*Passage provided*.
<<<<
Q. In a democracy, at least in theory citizens have a say in all matters of public policy. Yet, in the end none of the recent military campaigns and undeclared wars seem to achieve much popular favor or support. What is and what should be the role of everyday citizens in determining the foreign policy and military priorities of the country? Or are such matters better left to the “experts”?

A. I’ll do you one better. For much of our Pentagon’s actions — not even elected officials have a say. Congress rarely intervenes in military matters. They no longer declare wars, even though they’re supposed to. Even the president doesn’t oversee most military intelligence actions. He may have some say in whether we start bombing a country, but 99% of the Pentagon’s behavior is not scrutinized by the President or Congress. On top of that, no one seems to know where the money goes. As I said earlier, trillions of dollars are floating around and thousands of auditors can’t even get to the bottom of it. Whistleblowers have said that when they were serving in Iraq or Afghanistan, they would be given bundles of millions of dollars to hand out and no one kept track of where it went. In Afghanistan we were paying the Taliban and fighting the Taliban. We were paying the opium growers and fighting the opium growers. The only book that does this insanity justice is Joseph Heller’s novel Catch-22.

Q. Now there’s pervasive spying on U.S. citizens right here at home.  What place does any of this have in “the land of the free”? Does this mean government of the people, by the people, for the people is just a sham?

A. Yes, it’s a sham. The government can’t truly represent the people unless the people know what the government is up to. But we’re not told most of what the government does. And when a whistleblower reveals what our government is up to — or a journalist like Julian Assange — they’re horribly persecuted and imprisoned. Furthermore, even if you wanted to claim we have a free democracy in the US, the two corporate parties agree on 90% of the core issues of our country. They agree on capitalism, on militarism, on Wall Street, on environmental destruction, on unlimited surveillance, on a massive prison state, on dystopian policing — they agree on just about everything. So if our choice is between those two parties, then it’s no choice at all. None of our elections are legit in this regard.
>>>>
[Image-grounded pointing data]
<<<<
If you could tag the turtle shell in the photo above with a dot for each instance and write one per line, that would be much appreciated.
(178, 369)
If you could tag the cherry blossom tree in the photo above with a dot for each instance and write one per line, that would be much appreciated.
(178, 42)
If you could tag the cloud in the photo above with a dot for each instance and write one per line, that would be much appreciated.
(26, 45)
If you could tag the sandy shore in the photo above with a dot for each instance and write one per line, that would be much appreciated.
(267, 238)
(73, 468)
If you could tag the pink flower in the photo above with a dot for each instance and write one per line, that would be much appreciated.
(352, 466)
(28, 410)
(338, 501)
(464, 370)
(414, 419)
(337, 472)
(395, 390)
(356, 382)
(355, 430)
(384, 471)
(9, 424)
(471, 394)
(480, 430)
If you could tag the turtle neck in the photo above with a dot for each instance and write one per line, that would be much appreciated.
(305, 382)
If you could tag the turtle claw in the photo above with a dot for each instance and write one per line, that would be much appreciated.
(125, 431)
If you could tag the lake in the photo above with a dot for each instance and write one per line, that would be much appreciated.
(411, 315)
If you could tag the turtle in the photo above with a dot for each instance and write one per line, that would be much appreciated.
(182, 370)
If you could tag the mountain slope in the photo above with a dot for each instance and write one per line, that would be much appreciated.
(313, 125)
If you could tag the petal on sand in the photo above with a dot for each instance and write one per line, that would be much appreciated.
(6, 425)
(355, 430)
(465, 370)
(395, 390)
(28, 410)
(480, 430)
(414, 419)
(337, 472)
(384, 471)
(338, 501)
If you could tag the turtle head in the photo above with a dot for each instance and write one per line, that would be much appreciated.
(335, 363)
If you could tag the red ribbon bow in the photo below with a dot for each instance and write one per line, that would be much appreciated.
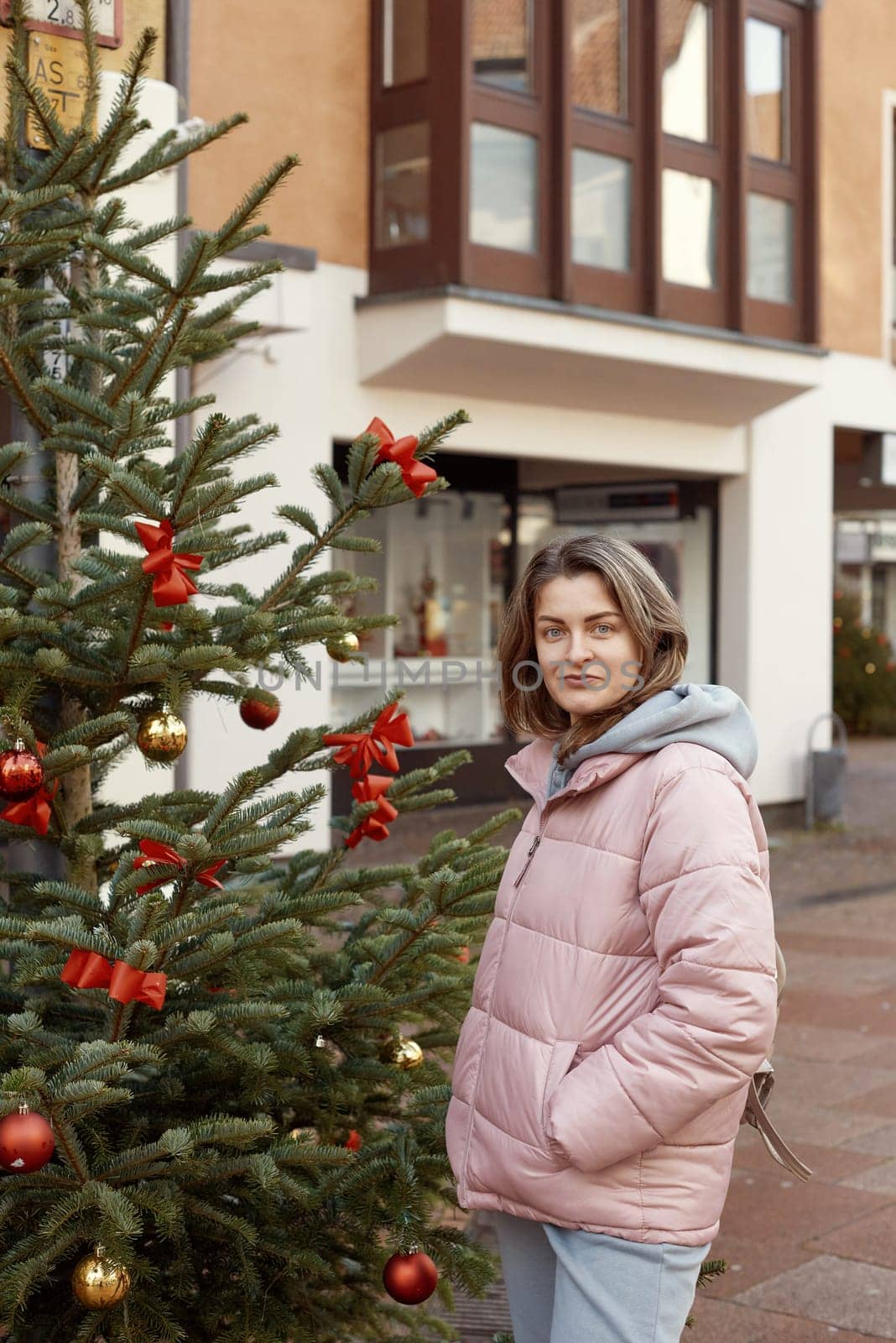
(170, 584)
(373, 747)
(34, 812)
(414, 473)
(89, 970)
(374, 823)
(154, 852)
>>>>
*Apply what you read*.
1. Copy the interview on democracy and government, starting at "Q. Now there’s" and ending at "just a sham?", and change "spying" to "surveillance".
2. Condense the interview's paragraph beginning "Yes, it's a sham." into a short bulleted list that keeps its main facts.

*Answers for each item*.
1.
Q. Now there’s pervasive surveillance on U.S. citizens right here at home.  What place does any of this have in “the land of the free”? Does this mean government of the people, by the people, for the people is just a sham?

2.
- Government of the people is a sham because the government cannot represent people who do not know what it is doing.
- Most of what the government does is not disclosed.
- Whistleblowers and journalists such as Julian Assange who reveal government actions are persecuted and imprisoned.
- The two corporate parties agree on 90% of the country's core issues: capitalism, militarism, Wall Street, environmental destruction, unlimited surveillance, a massive prison state and dystopian policing.
- A choice between those two parties is no choice at all, so the elections are not legitimate in this respect.